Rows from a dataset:
========
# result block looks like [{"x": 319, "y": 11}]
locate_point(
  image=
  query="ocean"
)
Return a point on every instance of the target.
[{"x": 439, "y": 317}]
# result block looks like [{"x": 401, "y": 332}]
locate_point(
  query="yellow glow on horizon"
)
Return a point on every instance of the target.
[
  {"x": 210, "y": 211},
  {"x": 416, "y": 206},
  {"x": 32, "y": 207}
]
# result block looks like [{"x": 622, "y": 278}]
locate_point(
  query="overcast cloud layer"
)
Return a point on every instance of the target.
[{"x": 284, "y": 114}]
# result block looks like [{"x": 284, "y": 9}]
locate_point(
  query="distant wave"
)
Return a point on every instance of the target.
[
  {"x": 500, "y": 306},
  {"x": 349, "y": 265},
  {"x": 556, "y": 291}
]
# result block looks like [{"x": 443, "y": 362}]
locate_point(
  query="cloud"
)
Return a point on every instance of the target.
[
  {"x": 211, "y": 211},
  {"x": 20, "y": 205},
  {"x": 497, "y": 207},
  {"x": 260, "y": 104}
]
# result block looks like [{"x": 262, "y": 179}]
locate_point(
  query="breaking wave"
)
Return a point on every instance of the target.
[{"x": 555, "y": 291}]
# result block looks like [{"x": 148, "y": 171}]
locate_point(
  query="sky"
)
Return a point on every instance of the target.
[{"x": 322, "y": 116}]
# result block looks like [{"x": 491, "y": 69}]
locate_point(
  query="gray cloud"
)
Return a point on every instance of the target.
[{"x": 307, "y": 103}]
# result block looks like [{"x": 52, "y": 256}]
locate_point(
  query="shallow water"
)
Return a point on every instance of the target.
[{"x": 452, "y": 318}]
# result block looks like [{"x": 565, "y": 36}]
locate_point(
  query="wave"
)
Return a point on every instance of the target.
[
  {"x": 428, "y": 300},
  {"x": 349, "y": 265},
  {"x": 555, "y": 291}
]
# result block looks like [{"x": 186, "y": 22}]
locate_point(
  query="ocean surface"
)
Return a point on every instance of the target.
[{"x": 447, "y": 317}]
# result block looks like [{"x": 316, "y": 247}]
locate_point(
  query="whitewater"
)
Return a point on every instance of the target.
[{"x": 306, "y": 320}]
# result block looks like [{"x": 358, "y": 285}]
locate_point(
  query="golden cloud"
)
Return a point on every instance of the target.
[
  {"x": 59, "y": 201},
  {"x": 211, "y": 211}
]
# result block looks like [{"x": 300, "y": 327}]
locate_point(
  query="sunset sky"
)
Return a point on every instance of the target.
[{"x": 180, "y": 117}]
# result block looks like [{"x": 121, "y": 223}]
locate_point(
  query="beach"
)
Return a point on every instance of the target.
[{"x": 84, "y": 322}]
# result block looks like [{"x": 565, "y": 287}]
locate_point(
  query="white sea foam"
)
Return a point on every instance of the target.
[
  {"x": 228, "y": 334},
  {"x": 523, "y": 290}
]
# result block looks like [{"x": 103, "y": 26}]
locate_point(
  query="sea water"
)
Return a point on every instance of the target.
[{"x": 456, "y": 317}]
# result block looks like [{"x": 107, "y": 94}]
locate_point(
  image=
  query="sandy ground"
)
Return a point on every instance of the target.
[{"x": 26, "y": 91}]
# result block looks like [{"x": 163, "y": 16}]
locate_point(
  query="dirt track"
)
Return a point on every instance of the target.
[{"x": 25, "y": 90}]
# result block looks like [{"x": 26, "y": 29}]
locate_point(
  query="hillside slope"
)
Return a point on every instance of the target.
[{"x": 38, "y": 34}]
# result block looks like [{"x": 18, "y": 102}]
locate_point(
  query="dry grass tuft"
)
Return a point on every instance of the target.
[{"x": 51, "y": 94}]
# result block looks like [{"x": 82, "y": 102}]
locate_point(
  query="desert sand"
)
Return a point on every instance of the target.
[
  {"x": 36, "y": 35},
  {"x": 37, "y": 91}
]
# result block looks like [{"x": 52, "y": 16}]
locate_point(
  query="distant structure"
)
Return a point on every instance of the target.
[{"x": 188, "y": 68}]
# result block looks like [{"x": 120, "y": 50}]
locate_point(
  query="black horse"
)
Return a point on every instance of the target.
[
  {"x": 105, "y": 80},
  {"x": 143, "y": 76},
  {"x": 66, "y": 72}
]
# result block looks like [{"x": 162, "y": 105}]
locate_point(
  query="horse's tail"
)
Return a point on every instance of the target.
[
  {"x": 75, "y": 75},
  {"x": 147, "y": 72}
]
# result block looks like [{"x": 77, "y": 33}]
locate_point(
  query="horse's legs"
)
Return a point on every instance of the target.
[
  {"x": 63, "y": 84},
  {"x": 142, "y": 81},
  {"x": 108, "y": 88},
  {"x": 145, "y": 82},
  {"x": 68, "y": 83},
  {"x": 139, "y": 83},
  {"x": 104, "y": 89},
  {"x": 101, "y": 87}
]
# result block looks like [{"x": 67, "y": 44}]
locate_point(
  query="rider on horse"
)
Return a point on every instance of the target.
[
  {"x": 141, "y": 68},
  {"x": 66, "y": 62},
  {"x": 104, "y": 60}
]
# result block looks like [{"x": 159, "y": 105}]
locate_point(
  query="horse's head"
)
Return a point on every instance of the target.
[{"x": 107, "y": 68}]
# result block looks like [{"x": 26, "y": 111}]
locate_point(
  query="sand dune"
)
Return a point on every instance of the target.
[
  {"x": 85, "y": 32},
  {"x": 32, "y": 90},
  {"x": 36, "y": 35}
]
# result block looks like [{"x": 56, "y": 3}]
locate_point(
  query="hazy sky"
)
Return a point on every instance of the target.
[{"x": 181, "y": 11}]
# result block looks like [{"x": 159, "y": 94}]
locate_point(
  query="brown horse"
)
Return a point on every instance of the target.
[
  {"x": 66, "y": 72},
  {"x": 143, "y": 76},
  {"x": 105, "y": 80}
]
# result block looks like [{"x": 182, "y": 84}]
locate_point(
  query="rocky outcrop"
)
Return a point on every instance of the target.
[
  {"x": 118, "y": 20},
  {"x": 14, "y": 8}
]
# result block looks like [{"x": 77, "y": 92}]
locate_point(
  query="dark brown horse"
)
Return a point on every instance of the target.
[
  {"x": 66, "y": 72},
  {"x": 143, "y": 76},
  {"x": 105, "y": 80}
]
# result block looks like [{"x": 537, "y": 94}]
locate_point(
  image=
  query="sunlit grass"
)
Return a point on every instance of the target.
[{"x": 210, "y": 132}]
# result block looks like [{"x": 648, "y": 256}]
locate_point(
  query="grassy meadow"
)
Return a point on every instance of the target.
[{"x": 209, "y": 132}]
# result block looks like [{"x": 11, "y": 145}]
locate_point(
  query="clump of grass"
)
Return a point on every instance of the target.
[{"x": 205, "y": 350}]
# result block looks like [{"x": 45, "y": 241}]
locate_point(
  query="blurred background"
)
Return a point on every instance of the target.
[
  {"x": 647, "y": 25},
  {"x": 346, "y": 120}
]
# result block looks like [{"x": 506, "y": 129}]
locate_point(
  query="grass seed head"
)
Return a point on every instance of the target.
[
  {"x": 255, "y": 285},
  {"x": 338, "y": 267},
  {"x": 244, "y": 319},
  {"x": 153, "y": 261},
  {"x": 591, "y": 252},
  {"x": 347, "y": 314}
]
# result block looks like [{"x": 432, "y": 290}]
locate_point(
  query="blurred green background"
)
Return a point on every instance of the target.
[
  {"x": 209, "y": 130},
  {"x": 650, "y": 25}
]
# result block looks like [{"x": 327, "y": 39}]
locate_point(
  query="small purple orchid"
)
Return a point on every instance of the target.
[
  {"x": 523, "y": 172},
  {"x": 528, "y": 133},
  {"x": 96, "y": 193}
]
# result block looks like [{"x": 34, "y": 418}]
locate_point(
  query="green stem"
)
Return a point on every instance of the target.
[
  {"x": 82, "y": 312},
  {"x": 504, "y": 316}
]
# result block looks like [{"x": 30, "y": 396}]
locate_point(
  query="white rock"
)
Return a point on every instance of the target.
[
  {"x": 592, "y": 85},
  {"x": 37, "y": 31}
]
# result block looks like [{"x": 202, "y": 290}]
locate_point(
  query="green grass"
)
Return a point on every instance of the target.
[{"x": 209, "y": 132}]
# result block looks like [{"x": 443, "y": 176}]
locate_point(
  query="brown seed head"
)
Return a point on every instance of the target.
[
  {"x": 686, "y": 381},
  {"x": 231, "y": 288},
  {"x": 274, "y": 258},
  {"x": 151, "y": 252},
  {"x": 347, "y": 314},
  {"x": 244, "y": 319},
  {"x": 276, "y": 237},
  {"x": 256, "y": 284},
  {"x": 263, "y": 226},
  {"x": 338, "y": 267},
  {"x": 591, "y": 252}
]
========
Short exercise
Pull out every line in the rows above that contains the string "seed", and copy each one unchanged. The match is case-sensitive.

Task response
  query="grass seed head"
  query="brown seed head"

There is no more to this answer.